TEXTAUSZUG:

####

"TheChurchIsOurHome"
Vatican News hat fünf Menschen begleitet, die an dem Treffen teilgenommen haben:
Einer von ihnen ist Justin Glyn. Der Jesuit kommt aus Neuseeland und arbeitet als Jurist, Kirchenrechtler, Seelsorger, Dozent im Seminar und als Schriftsteller. Seit seiner Geburt ist er sehbehindert, trägt eine spezielle Brille und hat einen Blindenstock dabei.

####

AUSZÜGE AUS DATENSÄTZEN:

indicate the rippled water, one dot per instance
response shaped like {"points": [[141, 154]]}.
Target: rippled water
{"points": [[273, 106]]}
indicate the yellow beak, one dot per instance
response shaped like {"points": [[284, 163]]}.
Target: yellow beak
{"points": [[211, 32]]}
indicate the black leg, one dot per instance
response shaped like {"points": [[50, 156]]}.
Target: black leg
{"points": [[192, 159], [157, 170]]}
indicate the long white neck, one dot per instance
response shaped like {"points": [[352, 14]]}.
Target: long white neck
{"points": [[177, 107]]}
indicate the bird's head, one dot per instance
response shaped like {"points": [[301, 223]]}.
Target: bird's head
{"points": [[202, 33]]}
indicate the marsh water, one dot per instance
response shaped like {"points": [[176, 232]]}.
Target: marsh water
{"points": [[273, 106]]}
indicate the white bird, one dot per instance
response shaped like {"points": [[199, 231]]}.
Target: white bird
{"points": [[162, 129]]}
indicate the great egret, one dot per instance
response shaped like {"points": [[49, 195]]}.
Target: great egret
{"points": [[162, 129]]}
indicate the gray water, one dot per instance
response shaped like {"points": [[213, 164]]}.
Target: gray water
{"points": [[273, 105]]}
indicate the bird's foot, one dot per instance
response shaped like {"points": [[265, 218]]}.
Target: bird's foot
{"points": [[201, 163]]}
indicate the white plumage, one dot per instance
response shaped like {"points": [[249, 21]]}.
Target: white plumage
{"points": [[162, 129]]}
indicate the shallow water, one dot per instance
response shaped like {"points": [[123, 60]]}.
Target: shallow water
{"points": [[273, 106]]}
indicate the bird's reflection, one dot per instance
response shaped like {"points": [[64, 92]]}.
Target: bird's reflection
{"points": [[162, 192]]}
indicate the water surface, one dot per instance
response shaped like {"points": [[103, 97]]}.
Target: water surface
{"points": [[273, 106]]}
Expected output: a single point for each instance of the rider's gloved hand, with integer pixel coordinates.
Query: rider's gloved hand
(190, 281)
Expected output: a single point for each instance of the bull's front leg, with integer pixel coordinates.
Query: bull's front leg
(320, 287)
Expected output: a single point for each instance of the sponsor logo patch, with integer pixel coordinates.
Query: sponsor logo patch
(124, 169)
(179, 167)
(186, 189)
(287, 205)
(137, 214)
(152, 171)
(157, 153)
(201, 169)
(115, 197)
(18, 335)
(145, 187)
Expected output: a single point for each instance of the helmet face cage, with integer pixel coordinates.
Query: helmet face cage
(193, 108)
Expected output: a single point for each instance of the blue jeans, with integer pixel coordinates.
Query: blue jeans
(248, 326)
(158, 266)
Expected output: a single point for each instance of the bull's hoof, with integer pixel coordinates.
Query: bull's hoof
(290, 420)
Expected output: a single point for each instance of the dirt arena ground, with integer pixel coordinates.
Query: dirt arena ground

####

Seit wann ist Justin Glyn laut dem Textauszug sehbehindert?

GELÖSTE AUFGABE:
Seit seiner Geburt.